§ **Data to process**
<<<<

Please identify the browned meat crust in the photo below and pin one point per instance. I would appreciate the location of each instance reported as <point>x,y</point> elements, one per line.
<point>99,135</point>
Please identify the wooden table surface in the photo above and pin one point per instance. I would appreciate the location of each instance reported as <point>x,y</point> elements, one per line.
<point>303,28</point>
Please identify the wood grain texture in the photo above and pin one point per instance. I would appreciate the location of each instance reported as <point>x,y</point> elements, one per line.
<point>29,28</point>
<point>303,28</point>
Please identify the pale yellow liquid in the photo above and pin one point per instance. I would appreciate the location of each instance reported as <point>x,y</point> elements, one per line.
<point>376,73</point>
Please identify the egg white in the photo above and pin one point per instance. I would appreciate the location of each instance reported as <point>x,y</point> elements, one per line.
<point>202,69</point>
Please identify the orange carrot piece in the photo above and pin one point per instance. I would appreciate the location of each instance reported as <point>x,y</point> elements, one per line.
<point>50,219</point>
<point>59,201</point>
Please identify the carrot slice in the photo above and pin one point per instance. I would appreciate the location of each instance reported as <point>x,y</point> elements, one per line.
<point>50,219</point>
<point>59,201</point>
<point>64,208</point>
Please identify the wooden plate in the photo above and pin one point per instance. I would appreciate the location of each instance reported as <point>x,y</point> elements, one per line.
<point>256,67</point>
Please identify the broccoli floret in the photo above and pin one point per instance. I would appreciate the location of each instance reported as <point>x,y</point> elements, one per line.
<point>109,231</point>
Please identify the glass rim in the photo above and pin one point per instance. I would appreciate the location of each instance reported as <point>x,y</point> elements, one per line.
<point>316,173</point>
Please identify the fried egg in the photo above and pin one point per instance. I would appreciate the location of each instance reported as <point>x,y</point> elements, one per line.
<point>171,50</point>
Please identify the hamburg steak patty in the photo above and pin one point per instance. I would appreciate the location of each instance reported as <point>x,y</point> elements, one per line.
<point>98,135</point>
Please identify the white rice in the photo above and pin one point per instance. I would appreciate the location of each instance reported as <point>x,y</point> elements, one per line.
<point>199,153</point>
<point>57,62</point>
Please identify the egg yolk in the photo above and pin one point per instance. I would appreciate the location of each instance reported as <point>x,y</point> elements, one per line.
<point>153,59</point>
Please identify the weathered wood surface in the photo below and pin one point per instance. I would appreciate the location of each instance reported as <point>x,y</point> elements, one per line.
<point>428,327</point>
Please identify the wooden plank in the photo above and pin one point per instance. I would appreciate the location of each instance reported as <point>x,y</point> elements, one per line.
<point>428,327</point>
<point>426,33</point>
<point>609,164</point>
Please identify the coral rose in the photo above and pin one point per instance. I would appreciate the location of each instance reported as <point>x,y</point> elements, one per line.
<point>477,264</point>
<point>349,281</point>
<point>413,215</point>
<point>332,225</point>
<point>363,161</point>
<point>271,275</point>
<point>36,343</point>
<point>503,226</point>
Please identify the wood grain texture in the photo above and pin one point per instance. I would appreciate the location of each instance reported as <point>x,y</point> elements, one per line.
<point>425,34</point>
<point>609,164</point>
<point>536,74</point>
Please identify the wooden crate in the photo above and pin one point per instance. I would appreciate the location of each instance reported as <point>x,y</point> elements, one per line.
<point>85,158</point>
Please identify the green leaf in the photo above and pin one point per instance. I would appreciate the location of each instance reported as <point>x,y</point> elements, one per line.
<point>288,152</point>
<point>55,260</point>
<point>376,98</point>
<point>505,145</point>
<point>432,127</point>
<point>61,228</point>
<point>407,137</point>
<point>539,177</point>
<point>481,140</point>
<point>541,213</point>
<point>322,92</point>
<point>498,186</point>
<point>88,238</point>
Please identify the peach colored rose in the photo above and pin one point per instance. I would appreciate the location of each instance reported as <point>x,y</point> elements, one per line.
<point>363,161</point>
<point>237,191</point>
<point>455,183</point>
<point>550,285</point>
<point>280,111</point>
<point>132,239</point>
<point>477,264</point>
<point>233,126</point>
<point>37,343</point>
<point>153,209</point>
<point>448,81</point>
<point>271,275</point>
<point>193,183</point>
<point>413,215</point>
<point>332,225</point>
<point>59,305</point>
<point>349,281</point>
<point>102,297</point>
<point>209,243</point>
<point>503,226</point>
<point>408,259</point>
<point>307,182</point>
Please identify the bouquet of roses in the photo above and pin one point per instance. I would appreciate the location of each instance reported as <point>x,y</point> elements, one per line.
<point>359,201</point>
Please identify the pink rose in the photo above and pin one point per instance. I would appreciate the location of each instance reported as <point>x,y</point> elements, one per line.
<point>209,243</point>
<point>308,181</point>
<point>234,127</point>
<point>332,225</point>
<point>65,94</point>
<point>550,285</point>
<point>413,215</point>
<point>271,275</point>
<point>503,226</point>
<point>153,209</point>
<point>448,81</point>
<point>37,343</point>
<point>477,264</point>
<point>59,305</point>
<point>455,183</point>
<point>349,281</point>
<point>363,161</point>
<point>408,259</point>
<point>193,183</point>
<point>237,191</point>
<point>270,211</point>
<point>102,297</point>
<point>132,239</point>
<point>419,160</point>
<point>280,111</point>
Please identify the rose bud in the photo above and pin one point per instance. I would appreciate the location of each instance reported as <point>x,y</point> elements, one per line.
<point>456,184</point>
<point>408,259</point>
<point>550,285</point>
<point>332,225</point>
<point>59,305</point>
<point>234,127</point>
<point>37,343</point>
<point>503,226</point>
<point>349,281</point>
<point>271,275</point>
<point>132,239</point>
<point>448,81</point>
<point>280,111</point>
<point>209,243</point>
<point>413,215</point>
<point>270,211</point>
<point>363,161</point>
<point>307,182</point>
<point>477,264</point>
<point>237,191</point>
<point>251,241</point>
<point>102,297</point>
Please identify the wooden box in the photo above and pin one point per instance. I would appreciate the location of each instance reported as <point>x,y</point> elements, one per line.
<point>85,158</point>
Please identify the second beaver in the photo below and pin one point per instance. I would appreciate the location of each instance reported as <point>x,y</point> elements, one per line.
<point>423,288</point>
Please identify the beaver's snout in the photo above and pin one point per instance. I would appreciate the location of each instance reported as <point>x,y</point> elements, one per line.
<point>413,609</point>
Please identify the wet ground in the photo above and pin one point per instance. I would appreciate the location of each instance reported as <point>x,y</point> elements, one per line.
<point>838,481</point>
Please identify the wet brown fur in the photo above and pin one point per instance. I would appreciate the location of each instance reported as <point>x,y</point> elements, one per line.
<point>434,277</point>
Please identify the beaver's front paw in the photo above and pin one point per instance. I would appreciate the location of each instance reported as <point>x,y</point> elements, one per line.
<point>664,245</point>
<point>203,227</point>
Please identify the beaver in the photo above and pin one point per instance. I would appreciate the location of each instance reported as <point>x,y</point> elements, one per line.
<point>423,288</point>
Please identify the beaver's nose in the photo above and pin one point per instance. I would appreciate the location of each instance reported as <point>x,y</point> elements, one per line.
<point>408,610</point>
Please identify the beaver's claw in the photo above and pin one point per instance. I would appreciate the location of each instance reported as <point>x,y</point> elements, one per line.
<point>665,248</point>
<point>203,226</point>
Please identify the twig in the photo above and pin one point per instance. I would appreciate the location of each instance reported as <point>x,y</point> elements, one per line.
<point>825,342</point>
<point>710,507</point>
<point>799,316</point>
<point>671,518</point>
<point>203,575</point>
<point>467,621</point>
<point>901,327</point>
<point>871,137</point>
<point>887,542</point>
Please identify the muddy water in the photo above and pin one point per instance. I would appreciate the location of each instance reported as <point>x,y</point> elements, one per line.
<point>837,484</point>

>>>>

§ **Task statement**
Each record above should be transcribed exactly.

§ **Solution to the problem**
Please identify the browned meat crust in the photo below and pin one point per instance. I would appreciate the location of each instance reported as <point>x,y</point> elements, one per line.
<point>99,135</point>
Please identify the wooden table surface in the photo above and pin one point per instance. I would appreciate the location of each instance reported as <point>x,y</point> elements, one per line.
<point>303,28</point>
Please identify the wood grain texture in the photo above and pin one point per instance. I would appreciate the location of each instance reported as <point>x,y</point> elements, one per line.
<point>29,28</point>
<point>303,28</point>
Please identify the pale yellow liquid in the photo above and pin one point per instance. I would appreciate the location of each instance reported as <point>x,y</point> elements, one per line.
<point>376,73</point>
Please identify the egg white in the photo above and pin one point per instance. I would appreciate the location of each instance reported as <point>x,y</point> elements, one per line.
<point>202,69</point>
Please identify the orange carrot piece in the photo above and pin one point per instance. I would appreciate the location of each instance reported as <point>x,y</point> elements, one per line.
<point>50,219</point>
<point>59,201</point>
Please identify the carrot slice in the photo above and pin one point per instance. I would appreciate the location of each instance reported as <point>x,y</point> elements, one per line.
<point>50,219</point>
<point>59,201</point>
<point>64,208</point>
Please identify the wooden plate in the photo above and pin one point per instance. I would appreciate the location of each instance reported as <point>x,y</point> elements, one per line.
<point>256,67</point>
Please identify the broccoli floret in the photo above and pin one point per instance. I would appreciate the location of each instance reported as <point>x,y</point> elements, one per line.
<point>109,231</point>
Please identify the glass rim in the photo above and pin one point per instance. I would appreciate the location of each instance reported as <point>x,y</point> elements, one per line.
<point>316,173</point>
Please identify the fried egg in the photo above and pin one point per instance. I would appreciate the location of each instance reported as <point>x,y</point> elements, one per line.
<point>171,50</point>
Please identify the hamburg steak patty in the photo above and pin one point per instance. I would appreciate the location of each instance reported as <point>x,y</point> elements, one per line.
<point>98,135</point>
Please identify the white rice in the photo above and pin one point per instance. I would appreciate the location of each instance reported as <point>x,y</point> elements, one per line.
<point>199,153</point>
<point>57,62</point>
Please identify the egg yolk in the photo above and pin one point per instance. I would appreciate the location of each instance reported as <point>x,y</point> elements, one per line.
<point>153,59</point>
Please identify the weathered wood surface in the photo below and pin one point per instance. I would appreciate the location of each instance reported as <point>x,y</point> elements, one per line.
<point>428,327</point>
Please identify the wooden plank in the photo above and pin one point per instance. I would appreciate the location of each instance reported as <point>x,y</point> elements, one per line.
<point>428,327</point>
<point>426,33</point>
<point>609,164</point>
Please identify the coral rose in the photo above and pin one point per instance. I would appreciate the location of each instance reported as <point>x,y</point> elements, one per line.
<point>477,264</point>
<point>349,281</point>
<point>413,215</point>
<point>332,225</point>
<point>363,161</point>
<point>271,275</point>
<point>36,343</point>
<point>503,226</point>
Please identify the wood grain texture in the photo above and pin one point per instance. I would appreciate the location of each instance reported as <point>x,y</point> elements, one per line.
<point>425,34</point>
<point>609,164</point>
<point>536,74</point>
Please identify the wooden crate in the photo above and pin one point per instance. I would appreciate the location of each instance reported as <point>x,y</point> elements, one per line.
<point>85,158</point>
Please identify the green leaf in the photo above and pin one point per instance. I would appreciate the location of each instance reported as <point>x,y</point> elements, one per line.
<point>288,152</point>
<point>55,260</point>
<point>376,98</point>
<point>505,145</point>
<point>432,127</point>
<point>61,228</point>
<point>407,137</point>
<point>539,177</point>
<point>481,140</point>
<point>541,213</point>
<point>322,92</point>
<point>498,186</point>
<point>88,238</point>
Please identify the peach colored rose in the photo above and pin one point per instance. I would appreciate the location of each instance reported as <point>x,y</point> elements, one per line.
<point>363,161</point>
<point>237,191</point>
<point>455,183</point>
<point>550,285</point>
<point>280,111</point>
<point>132,239</point>
<point>477,264</point>
<point>233,126</point>
<point>37,343</point>
<point>153,209</point>
<point>448,81</point>
<point>271,275</point>
<point>193,183</point>
<point>413,215</point>
<point>332,225</point>
<point>59,305</point>
<point>349,281</point>
<point>102,297</point>
<point>209,243</point>
<point>503,226</point>
<point>408,259</point>
<point>307,182</point>
Please identify the bouquet of roses in the photo above and pin one point per instance. I would appreciate the location of each instance reported as <point>x,y</point> elements, one per line.
<point>359,201</point>
Please identify the pink rose in the photo above and pin one point per instance. I would appreciate the location of each instance reported as <point>x,y</point> elements, one per line.
<point>209,243</point>
<point>308,181</point>
<point>234,127</point>
<point>332,225</point>
<point>65,94</point>
<point>550,285</point>
<point>413,215</point>
<point>271,275</point>
<point>503,226</point>
<point>153,209</point>
<point>448,81</point>
<point>37,343</point>
<point>477,264</point>
<point>59,305</point>
<point>455,183</point>
<point>349,281</point>
<point>363,161</point>
<point>408,259</point>
<point>193,183</point>
<point>237,191</point>
<point>270,211</point>
<point>102,297</point>
<point>132,239</point>
<point>419,160</point>
<point>280,111</point>
Please identify the rose bud in the photo above and pin one point per instance. I would appreciate the location of each instance reported as <point>x,y</point> elements, one per line.
<point>456,184</point>
<point>408,259</point>
<point>550,285</point>
<point>332,225</point>
<point>59,305</point>
<point>234,127</point>
<point>37,343</point>
<point>503,226</point>
<point>349,281</point>
<point>271,275</point>
<point>132,239</point>
<point>448,81</point>
<point>280,111</point>
<point>209,243</point>
<point>413,215</point>
<point>270,211</point>
<point>363,161</point>
<point>307,182</point>
<point>477,264</point>
<point>237,191</point>
<point>251,241</point>
<point>102,297</point>
Please identify the wooden box in the photo above and pin one point per instance. I would appreciate the location of each instance reported as <point>x,y</point> elements, one per line.
<point>85,158</point>
Please identify the second beaver in the photo below and pin one point per instance. I would appreciate the location of each instance reported as <point>x,y</point> elements, one per line.
<point>423,288</point>
Please identify the beaver's snout in the photo above and pin one point per instance. I would appreciate the location of each instance reported as <point>x,y</point> elements, one per line.
<point>413,609</point>
Please identify the wet ground in the photo above and pin one point per instance. I would appreciate the location of each instance reported as <point>x,y</point> elements, one per line.
<point>838,481</point>
Please identify the wet brown fur in the photo above and pin one point per instance. I would appreciate the location of each instance reported as <point>x,y</point> elements, one per line.
<point>434,277</point>
Please identify the beaver's front paw in the photo above and pin one point per instance. I would appreciate the location of each instance reported as <point>x,y</point> elements, one per line.
<point>664,245</point>
<point>203,227</point>
Please identify the beaver in the photo above and pin one point per instance. I would appreciate the location of each instance reported as <point>x,y</point> elements, one per line.
<point>423,288</point>
Please identify the beaver's nose in the photo above and pin one point per instance. I would appreciate the location of each instance reported as <point>x,y</point> elements, one per line.
<point>408,610</point>
Please identify the beaver's claw in the photo above and pin one point per instance. I would appreciate the location of each instance reported as <point>x,y</point> elements, one per line.
<point>665,248</point>
<point>203,226</point>
Please identify the twig in the photo above and pin one point per instance. I would appreciate the location of each instance reported as <point>x,y</point> elements, one per line.
<point>825,342</point>
<point>710,507</point>
<point>799,316</point>
<point>671,518</point>
<point>203,575</point>
<point>467,621</point>
<point>901,327</point>
<point>871,137</point>
<point>887,542</point>
Please identify the muddy water in the photo above and pin one point per instance. I would appreciate the location of each instance reported as <point>x,y</point> elements, one per line.
<point>837,484</point>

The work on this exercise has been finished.